[Provided data Boundary: Start]

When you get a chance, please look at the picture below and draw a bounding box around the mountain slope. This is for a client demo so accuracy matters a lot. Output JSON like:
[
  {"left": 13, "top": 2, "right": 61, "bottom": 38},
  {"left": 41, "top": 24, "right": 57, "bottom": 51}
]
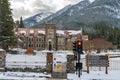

[Provided data Boundary: End]

## What is being asked
Whenever a line of the entries contains the string "left", copy that line.

## Exercise result
  {"left": 13, "top": 2, "right": 61, "bottom": 38},
  {"left": 41, "top": 24, "right": 57, "bottom": 51}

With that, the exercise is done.